**SET TASK**
Duplicate each of these rows without changing anything.

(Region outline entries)

+++

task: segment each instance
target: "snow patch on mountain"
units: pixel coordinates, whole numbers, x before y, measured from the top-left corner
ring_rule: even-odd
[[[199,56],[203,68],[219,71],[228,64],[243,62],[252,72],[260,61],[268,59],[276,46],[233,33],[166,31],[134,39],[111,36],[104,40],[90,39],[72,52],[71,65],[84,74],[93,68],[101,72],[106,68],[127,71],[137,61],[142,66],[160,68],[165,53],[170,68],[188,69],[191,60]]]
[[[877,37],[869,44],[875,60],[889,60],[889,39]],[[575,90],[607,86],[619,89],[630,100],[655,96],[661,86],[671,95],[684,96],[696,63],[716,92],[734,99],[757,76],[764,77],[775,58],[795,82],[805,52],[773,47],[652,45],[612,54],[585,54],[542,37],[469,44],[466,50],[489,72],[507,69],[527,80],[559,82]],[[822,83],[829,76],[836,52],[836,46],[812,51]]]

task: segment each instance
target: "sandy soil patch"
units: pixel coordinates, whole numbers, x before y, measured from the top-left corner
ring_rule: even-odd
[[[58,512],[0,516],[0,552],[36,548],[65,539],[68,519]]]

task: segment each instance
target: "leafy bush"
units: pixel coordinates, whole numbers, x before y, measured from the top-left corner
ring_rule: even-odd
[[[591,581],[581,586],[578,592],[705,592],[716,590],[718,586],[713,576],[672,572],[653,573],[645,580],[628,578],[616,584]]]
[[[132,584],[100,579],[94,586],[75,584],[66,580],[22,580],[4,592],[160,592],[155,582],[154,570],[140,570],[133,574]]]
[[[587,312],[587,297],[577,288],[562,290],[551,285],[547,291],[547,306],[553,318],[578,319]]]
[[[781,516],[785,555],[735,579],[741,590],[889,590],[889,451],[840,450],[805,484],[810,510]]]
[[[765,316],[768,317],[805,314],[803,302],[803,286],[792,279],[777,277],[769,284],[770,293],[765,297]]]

+++

**EXERCISE OUTPUT**
task: segment each instance
target: "snow patch on mountain"
units: pixel coordinates, whole numbers, x before y, measured from the top-left corner
ring_rule: even-odd
[[[199,56],[203,68],[219,71],[228,64],[243,62],[252,72],[260,61],[268,59],[276,46],[233,33],[166,31],[134,39],[111,36],[104,40],[90,39],[72,52],[71,65],[84,74],[93,68],[101,72],[106,68],[127,71],[137,61],[142,66],[160,68],[165,53],[170,68],[188,69],[191,60]]]
[[[877,37],[869,44],[875,60],[889,60],[889,39]],[[575,90],[607,86],[619,89],[630,100],[655,96],[661,86],[671,95],[684,96],[696,63],[716,92],[734,99],[757,76],[764,77],[775,58],[795,82],[805,52],[773,47],[652,45],[612,54],[585,54],[542,37],[469,44],[466,50],[489,72],[507,69],[527,80],[559,82]],[[822,83],[829,76],[836,52],[836,46],[812,51]]]

task: segment each instance
target: "sandy soil patch"
units: pixel coordinates, whole numbers, x before y, measured from the top-left corner
ring_rule: even-odd
[[[58,512],[0,516],[0,552],[36,548],[65,539],[68,519]]]

task: segment each instance
target: "leafy bush"
units: pixel coordinates, whole numbers, x before y, measured from the top-left corner
ring_rule: even-odd
[[[591,581],[581,586],[578,592],[705,592],[716,590],[718,586],[713,576],[672,572],[653,573],[645,580],[628,578],[616,584]]]
[[[132,584],[100,579],[94,586],[75,584],[66,580],[22,580],[4,592],[160,592],[155,582],[154,570],[140,570],[133,574]]]
[[[587,312],[587,297],[577,288],[562,290],[551,285],[547,291],[547,306],[553,318],[578,319]]]
[[[781,516],[785,555],[735,579],[741,590],[889,590],[889,451],[840,450],[805,484],[810,510]]]
[[[765,316],[768,317],[805,314],[803,302],[803,286],[792,279],[777,277],[769,284],[770,293],[765,297]]]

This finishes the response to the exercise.